Exercise:
In full and without change, transcribe the records below.

[Opening Entries supplied section]

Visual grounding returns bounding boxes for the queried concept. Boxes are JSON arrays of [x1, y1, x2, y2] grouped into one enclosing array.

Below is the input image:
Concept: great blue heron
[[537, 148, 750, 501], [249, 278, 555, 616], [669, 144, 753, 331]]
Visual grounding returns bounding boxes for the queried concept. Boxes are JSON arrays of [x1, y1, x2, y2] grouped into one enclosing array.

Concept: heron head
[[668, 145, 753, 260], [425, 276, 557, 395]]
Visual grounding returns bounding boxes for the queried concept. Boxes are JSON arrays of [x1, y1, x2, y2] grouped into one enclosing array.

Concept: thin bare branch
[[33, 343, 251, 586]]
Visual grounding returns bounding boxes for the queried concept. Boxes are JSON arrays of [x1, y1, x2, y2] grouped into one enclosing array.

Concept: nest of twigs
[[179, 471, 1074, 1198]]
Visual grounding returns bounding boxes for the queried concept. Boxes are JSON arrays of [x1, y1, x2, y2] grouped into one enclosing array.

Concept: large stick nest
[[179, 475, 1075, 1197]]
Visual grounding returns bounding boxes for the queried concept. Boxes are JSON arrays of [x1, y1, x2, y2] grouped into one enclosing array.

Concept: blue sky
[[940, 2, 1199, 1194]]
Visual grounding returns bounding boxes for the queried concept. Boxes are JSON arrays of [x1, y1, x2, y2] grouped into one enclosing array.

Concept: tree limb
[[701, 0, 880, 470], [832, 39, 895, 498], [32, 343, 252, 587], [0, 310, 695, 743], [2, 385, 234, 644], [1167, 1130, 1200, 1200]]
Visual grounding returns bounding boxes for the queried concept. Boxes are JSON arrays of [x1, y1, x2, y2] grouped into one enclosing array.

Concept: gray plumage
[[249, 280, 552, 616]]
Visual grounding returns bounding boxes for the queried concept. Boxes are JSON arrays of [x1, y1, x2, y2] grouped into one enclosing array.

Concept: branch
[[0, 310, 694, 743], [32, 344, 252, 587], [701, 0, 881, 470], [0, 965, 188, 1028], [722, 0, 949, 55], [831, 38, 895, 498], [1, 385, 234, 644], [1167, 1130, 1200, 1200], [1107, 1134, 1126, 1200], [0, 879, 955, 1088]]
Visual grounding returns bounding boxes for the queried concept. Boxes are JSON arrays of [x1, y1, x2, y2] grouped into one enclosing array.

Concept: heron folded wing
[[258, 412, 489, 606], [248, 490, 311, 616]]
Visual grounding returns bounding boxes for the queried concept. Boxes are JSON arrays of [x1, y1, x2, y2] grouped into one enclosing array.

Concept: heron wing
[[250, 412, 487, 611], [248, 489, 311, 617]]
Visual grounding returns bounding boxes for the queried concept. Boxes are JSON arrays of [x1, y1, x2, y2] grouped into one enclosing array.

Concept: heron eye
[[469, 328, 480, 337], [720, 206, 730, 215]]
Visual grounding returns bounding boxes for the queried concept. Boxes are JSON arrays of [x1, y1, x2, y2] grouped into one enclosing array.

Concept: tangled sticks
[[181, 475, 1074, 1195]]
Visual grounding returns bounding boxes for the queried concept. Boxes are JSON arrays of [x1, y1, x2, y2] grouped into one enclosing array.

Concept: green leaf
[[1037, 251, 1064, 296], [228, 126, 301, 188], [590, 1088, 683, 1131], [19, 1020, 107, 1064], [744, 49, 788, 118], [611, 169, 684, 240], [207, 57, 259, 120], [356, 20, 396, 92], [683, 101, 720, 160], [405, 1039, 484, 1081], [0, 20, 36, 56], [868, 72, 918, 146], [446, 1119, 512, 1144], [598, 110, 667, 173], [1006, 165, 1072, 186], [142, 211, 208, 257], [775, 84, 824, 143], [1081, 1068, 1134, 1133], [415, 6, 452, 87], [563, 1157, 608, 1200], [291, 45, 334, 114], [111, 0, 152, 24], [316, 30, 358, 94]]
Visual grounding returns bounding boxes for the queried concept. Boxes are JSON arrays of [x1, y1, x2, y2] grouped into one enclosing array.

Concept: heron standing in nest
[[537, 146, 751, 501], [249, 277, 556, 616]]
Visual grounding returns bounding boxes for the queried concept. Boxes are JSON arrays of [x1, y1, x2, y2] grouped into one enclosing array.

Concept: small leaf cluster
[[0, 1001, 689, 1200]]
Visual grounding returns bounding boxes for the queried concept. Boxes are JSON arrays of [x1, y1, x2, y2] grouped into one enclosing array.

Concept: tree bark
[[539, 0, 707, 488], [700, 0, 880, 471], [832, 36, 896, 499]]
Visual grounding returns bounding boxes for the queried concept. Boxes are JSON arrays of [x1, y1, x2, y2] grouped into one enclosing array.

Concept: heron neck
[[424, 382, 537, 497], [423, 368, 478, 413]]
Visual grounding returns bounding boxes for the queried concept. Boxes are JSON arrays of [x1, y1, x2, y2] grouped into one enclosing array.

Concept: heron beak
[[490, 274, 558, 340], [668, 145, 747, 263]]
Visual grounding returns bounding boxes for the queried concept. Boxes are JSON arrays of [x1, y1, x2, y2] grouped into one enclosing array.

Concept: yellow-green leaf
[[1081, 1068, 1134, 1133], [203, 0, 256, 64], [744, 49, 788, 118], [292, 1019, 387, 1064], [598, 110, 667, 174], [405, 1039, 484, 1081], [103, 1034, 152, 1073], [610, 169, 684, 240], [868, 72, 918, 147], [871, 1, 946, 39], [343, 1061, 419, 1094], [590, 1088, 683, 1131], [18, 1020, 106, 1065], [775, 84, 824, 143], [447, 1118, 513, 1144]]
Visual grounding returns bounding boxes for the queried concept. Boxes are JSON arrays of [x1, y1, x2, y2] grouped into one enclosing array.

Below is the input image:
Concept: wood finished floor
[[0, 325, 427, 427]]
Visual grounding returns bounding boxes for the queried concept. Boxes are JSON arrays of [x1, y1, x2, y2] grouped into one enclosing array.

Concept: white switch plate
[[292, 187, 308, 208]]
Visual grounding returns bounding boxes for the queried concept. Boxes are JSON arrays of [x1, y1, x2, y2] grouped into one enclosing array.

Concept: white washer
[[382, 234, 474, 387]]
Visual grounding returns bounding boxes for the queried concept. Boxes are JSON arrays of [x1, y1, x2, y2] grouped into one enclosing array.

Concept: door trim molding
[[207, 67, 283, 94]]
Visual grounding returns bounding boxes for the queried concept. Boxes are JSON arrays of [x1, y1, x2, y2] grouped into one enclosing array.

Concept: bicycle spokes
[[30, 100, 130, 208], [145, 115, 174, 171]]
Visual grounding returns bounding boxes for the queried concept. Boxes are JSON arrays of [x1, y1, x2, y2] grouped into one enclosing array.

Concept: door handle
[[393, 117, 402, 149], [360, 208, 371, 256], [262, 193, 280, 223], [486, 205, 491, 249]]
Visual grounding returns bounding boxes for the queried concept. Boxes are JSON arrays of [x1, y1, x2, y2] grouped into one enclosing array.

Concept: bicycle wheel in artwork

[Closing Entries supplied section]

Response to this task:
Visual grounding returns bounding boxes for the queried concept. Boxes are JSON arrays of [x1, y1, x2, y2] grouped into one enclosing array.

Below is the input image:
Concept: great blue heron
[[537, 148, 750, 501], [249, 278, 555, 616], [669, 144, 753, 331]]
Visual grounding returns bounding boxes for the queried concept. Boxes are JSON arrays of [x1, y1, x2, y2] grouped into one enclosing array.

Concept: heron head
[[668, 145, 753, 260], [425, 276, 557, 395]]
Visual grounding returns bounding boxes for the queried concept. Boxes are JSON arrays of [x1, y1, x2, y2] grouped into one enclosing array.

Concept: thin bare branch
[[33, 343, 251, 586]]
Visual grounding returns bounding boxes for the queried concept. Boxes are JSON arrays of [x1, y1, x2, y2] grouped into one enclosing array.

Concept: nest of twigs
[[179, 471, 1074, 1198]]
Visual grounding returns bounding boxes for the queried concept. Boxes are JSON arrays of [x1, y1, x2, y2] grouped into one enclosing array.

Concept: large stick nest
[[179, 475, 1075, 1197]]
Visual grounding returns bounding boxes for the queried concept. Boxes are JSON arrays of [x1, y1, x2, y2] grouped into one enclosing array.

Concept: blue sky
[[940, 2, 1199, 1194]]
Visual grounding returns bounding boxes for the queried concept. Boxes are JSON arrays of [x1, y1, x2, y2] grouped into one enclosing array.

Concept: tree limb
[[701, 0, 880, 470], [832, 39, 895, 498], [32, 343, 252, 587], [0, 310, 695, 743], [2, 385, 234, 644], [1167, 1130, 1200, 1200]]
Visual grounding returns bounding boxes for the queried concept. Boxes are JSON arrays of [x1, y1, x2, y2] grouped into one enclosing array.

Concept: gray plumage
[[249, 280, 552, 616]]
Visual grounding returns bounding boxes for the queried concept. Boxes are JSON arrays of [x1, y1, x2, y2] grouped into one enclosing array.

Concept: branch
[[0, 310, 694, 743], [32, 344, 252, 587], [701, 0, 881, 470], [0, 965, 188, 1028], [722, 0, 949, 55], [831, 38, 895, 498], [1, 385, 234, 644], [1167, 1130, 1200, 1200], [1107, 1134, 1126, 1200], [0, 879, 955, 1088]]
Visual grounding returns bounding boxes for the queried concept. Boxes are JSON arrays of [x1, y1, x2, y2] grouped into one enclosing array.

Concept: heron folded wing
[[258, 412, 489, 606], [248, 490, 311, 616]]
Visual grounding returns bounding boxes for the queried concept. Boxes are JSON arrays of [x1, y1, x2, y2] grouped into one enclosing array.

Concept: heron wing
[[250, 412, 487, 611], [248, 489, 311, 617]]
Visual grounding returns bounding boxes for the queried concept. Boxes are JSON arrays of [x1, y1, x2, y2] grouped into one enclosing array.

Concept: heron eye
[[469, 328, 480, 337], [720, 206, 730, 215]]
Visual grounding returns bounding boxes for the queried concept. Boxes are JSON arrays of [x1, y1, x2, y2] grouped into one enclosing array.

Concept: tangled sticks
[[181, 475, 1074, 1195]]
Visual grounding returns bounding boxes for the queried concept. Boxes are JSON arrays of [x1, y1, x2, y2] grouped into one enclosing array.

Concept: green leaf
[[1037, 251, 1064, 296], [228, 126, 301, 188], [590, 1088, 683, 1131], [19, 1020, 107, 1064], [744, 49, 788, 118], [611, 169, 684, 240], [207, 57, 259, 120], [356, 20, 396, 92], [683, 101, 720, 160], [405, 1039, 484, 1081], [0, 20, 36, 56], [868, 72, 918, 146], [446, 1119, 512, 1144], [598, 110, 667, 173], [1006, 165, 1072, 186], [142, 211, 208, 257], [775, 84, 824, 143], [1081, 1068, 1134, 1133], [415, 6, 452, 87], [563, 1157, 608, 1200], [291, 45, 334, 114], [111, 0, 152, 24], [316, 30, 358, 94]]
Visual grounding returns bounding boxes for the queried concept. Boxes are JSON arrays of [x1, y1, x2, y2] grouped into one enclosing array.

Concept: heron standing in nest
[[537, 146, 751, 501], [249, 277, 556, 616]]
Visual grounding returns bounding boxes for the queried concept. Boxes are JSON arrays of [x1, y1, x2, y2] grouped into one enclosing array.

Concept: small leaf cluster
[[0, 1001, 689, 1200]]
Visual grounding returns bounding boxes for the queried concept. Boxes are JSON arrays of [x1, y1, x2, y2] grouped into one enclosing array.

Concept: tree bark
[[539, 0, 707, 488], [700, 0, 880, 471], [832, 36, 896, 499]]
Visual grounding returns bounding boxes for the queried concept. Boxes are JSON arrays of [x1, y1, x2, y2] grouped into one enclosing array.

Concept: heron neck
[[424, 382, 537, 497], [423, 368, 478, 413]]
Visual grounding returns bounding boxes for the queried concept. Boxes are JSON arrays of [x1, y1, x2, y2] grouped into one enclosing array.

Concept: heron beak
[[490, 274, 558, 340], [668, 145, 747, 263]]
Visual grounding returns bounding boxes for the queried concept. Boxes are JSON arrays of [x1, y1, x2, y2] grouped into one enclosing array.

Concept: yellow-green leaf
[[1081, 1068, 1134, 1133], [203, 0, 256, 64], [744, 49, 788, 118], [292, 1019, 387, 1064], [598, 110, 667, 174], [405, 1039, 484, 1081], [103, 1034, 152, 1073], [610, 169, 684, 240], [868, 72, 918, 147], [871, 1, 946, 39], [343, 1061, 419, 1094], [590, 1088, 683, 1131], [18, 1020, 106, 1065], [775, 84, 824, 143], [447, 1118, 513, 1144]]
Visual grounding returns bounding boxes for the queried concept. Boxes are JSON arrays of [x1, y1, x2, y2] grouped into one enclosing array.

Below is the input image:
Concept: wood finished floor
[[0, 325, 427, 427]]
Visual grounding returns bounding boxes for the queried concept. Boxes are JSON arrays of [x1, y1, x2, y2] grouped into one enclosing array.

Concept: white switch plate
[[292, 187, 308, 208]]
Visual grounding returns bounding boxes for the queried concept. Boxes are JSON arrays of [x1, y1, x2, y2] grouped into one enclosing array.

Concept: white washer
[[382, 234, 474, 387]]
Visual grounding returns bounding boxes for the queried concept. Boxes are JSON arrays of [x1, y1, x2, y2] grouped into one enclosing array.

Concept: door trim molding
[[207, 67, 283, 94]]
Visual grounding returns bounding boxes for the queried concept. Boxes are JSON arrays of [x1, y1, x2, y2] grouped into one enclosing array.

Concept: bicycle spokes
[[30, 100, 130, 208], [145, 115, 174, 171]]
Visual grounding returns bounding boxes for the queried concept. Boxes are JSON arrays of [x1, y1, x2, y2] grouped into one enclosing array.

Concept: door handle
[[393, 117, 402, 149], [360, 208, 371, 256], [262, 193, 280, 223], [486, 205, 491, 249]]
Visual grounding returns bounding boxes for the queried concept. Boxes are JSON arrays of [x1, y1, x2, y2] grouped into one enclosing array.

Concept: bicycle wheel in artwork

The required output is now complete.